**Extracted text:**
===============

Sunday, August 29, 2021

HashSet in Java With Examples

HashSet in Java is the implementation of the Set interface and it is an unordered collection meaning insertion order is not maintained in a HashSet.

Following are the important points about the HashSet in Java.
  1. HashSet is part of Java Collections framework. HashSet class extends AbstractSet and implements Set, Cloneable and Serializable interfaces.
  2. HashSet is an unordered collection. A hash is calculated using the element that is added to the HashSet and that decides where the element will be stored.
  3. HashSet only stores unique elements, meaning duplicates are nor allowed.
  4. HashSet permits one null element to be added.
  5. HashSet implementation is not synchronized hence not thread safe. If HashSet is to be used in a multi-threaded environment where it is accessed and modified concurrently then it must be synchronized externally. That can be done by wrapping the set with in Collections.synchronizedSet method.
  6. The iterators returned by HashSet's iterator method are fail-fast: if the set is modified at any time after the iterator is created, in any way except through the iterator's own remove method, the Iterator throws a ConcurrentModificationException.

Java HashSet constructors

HashSet class in Java provides the following constructors.
  • HashSet()- Constructs a new, empty set; the backing HashMap instance has default initial capacity (16) and load factor (0.75).
  • HashSet(int initialCapacity)- Constructs a new, empty set; the backing HashMap instance has the specified initial capacity and default load factor (0.75).
  • HashSet(int initialCapacity, float loadFactor)- Constructs a new, empty set; the backing HashMap instance has the specified initial capacity and the specified load factor.
  • HashSet(Collection<? extends E> c)- Constructs a new set containing the elements in the specified collection.

Java HashSet example

Let’s see an example creating a HashSet and adding elements to it to clear some of the points mentioned above.

===============

**Objective A:**
Return every line of the rows below that contains the string "pocket".

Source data
===============

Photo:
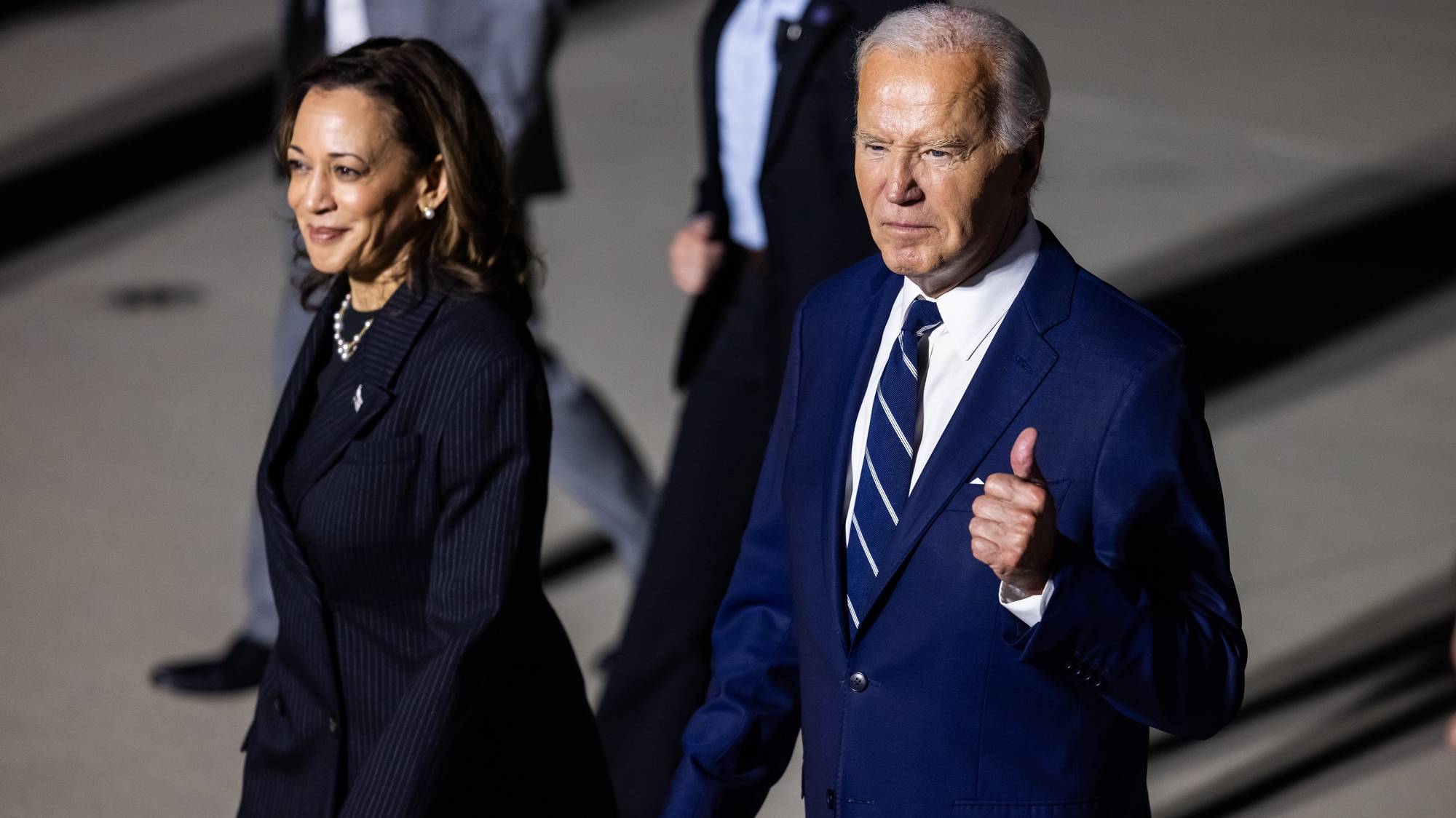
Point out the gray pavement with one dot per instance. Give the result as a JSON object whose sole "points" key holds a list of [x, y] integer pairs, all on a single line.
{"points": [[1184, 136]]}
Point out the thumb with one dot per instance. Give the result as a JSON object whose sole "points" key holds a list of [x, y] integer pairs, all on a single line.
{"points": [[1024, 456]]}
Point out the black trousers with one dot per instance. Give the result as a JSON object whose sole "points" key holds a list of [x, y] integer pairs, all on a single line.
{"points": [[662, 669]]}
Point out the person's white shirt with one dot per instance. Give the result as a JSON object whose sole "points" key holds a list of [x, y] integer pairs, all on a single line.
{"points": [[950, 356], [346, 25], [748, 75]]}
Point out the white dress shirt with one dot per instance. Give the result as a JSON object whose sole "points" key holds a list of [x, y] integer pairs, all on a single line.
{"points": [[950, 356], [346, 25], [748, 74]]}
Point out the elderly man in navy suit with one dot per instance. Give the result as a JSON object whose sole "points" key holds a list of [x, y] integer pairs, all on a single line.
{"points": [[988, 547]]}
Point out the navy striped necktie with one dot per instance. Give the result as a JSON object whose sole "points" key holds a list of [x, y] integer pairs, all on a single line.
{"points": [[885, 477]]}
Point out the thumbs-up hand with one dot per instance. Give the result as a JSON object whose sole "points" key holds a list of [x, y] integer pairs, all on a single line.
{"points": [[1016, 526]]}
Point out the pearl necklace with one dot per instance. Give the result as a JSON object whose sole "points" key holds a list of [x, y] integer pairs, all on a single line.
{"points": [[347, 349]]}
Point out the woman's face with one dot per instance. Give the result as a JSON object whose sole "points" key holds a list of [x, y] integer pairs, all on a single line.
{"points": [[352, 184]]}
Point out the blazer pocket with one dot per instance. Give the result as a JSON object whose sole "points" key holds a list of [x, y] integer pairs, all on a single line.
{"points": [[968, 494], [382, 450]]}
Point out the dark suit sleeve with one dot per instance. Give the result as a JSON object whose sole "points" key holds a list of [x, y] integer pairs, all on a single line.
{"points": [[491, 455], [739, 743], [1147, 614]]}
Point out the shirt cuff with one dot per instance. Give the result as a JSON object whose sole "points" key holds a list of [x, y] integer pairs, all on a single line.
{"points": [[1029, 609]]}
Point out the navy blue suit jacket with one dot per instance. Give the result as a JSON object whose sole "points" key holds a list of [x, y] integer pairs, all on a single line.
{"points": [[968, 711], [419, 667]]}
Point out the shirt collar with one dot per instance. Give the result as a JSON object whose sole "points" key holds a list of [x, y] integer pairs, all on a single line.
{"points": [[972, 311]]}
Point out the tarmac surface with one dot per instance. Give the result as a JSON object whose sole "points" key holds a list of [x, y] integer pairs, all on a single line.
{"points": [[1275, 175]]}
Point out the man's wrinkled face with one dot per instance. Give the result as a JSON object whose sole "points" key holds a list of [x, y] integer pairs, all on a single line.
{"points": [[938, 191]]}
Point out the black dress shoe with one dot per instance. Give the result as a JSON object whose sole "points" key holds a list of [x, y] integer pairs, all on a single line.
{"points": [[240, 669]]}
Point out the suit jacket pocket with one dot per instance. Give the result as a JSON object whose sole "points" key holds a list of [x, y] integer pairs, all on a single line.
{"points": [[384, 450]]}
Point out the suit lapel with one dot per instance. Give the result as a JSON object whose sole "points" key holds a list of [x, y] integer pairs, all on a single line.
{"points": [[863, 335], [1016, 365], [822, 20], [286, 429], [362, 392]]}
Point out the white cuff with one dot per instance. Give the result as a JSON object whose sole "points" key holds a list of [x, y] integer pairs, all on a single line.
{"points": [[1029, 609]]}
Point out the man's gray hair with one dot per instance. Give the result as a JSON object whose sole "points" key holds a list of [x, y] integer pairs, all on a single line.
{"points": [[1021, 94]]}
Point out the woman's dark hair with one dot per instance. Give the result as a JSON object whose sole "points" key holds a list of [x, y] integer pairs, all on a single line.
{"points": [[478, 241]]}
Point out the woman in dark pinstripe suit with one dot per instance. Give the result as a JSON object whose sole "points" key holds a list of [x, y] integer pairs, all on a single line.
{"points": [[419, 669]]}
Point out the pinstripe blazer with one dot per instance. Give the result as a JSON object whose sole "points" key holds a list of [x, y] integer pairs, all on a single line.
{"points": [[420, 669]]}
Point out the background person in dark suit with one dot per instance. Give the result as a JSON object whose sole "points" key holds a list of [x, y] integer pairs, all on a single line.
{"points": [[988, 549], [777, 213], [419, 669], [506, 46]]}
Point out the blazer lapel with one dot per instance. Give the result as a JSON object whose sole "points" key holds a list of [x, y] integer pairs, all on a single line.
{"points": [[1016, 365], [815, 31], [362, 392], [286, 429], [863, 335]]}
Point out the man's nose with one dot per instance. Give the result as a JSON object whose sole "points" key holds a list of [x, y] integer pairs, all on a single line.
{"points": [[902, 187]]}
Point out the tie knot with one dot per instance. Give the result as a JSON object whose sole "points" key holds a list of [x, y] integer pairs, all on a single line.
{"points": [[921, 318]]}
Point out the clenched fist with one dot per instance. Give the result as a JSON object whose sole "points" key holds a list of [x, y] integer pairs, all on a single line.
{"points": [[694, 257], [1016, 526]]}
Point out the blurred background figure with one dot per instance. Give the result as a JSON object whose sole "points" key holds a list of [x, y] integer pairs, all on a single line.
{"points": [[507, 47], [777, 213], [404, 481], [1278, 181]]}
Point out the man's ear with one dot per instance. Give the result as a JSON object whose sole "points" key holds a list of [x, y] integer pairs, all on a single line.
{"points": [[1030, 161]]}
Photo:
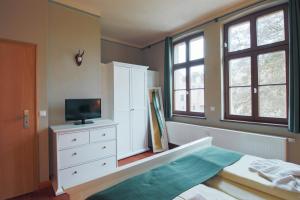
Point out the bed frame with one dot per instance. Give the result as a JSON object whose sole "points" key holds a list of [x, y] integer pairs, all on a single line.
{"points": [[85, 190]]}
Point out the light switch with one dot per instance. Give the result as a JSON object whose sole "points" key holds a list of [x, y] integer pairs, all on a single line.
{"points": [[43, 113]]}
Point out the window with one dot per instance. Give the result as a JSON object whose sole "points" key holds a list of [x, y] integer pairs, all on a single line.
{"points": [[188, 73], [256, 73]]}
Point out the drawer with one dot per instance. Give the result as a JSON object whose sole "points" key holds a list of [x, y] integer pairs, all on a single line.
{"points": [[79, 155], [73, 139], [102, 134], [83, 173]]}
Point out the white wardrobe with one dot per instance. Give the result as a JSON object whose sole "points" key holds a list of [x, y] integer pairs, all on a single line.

===============

**Objective B:**
According to the page on HashSet in Java, what initial capacity and load factor does the no-argument HashSet() constructor give the backing HashMap?

**Problem solution A:**
Point out the blazer pocket with one dot per instance. Give the result as a JSON object whose sole "points" key holds a list of [x, y] integer pairs, all on a single line.
Point out the suit jacket pocket with one dot per instance. Give the result as a JSON object whose sole "points" key holds a list of [x, y] integer pairs, all on a single line.

**Problem solution B:**
An initial capacity of 16 and a load factor of 0.75.